■ How to complete this task
Your answer must be an exact copy of the listing that follows, with all pictures omitted.

BEGIN Exercise inputs

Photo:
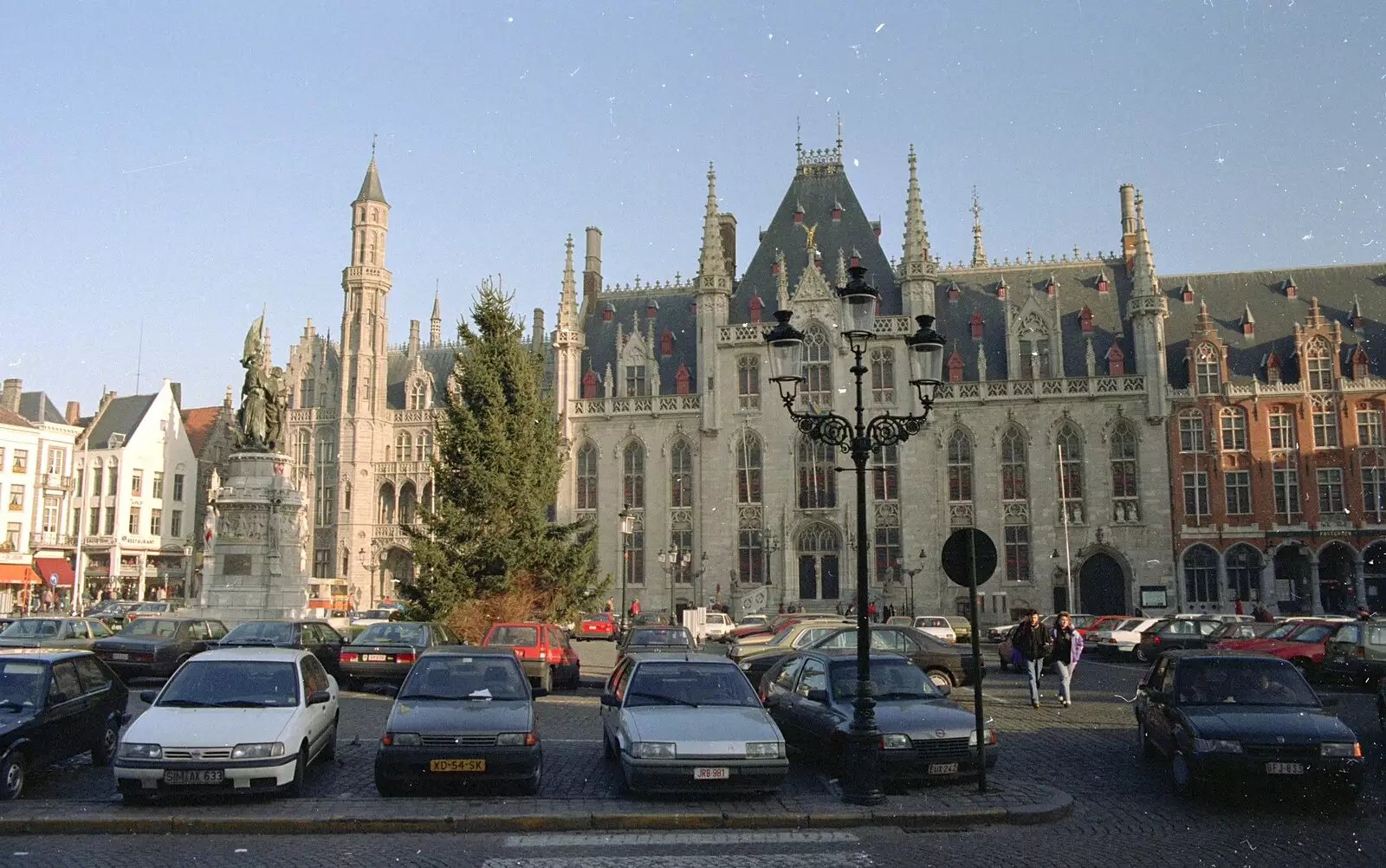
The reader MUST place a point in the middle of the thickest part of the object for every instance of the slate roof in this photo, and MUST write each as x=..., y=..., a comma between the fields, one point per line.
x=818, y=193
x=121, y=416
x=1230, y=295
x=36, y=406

END Exercise inputs

■ Problem solution
Photo:
The reader MUST place a point in the middle of the thickest part of the object for every instance of the slate roof in this photo, and MUST write each as x=..., y=..., a comma between the fields, one point per line.
x=818, y=193
x=121, y=416
x=1230, y=295
x=36, y=406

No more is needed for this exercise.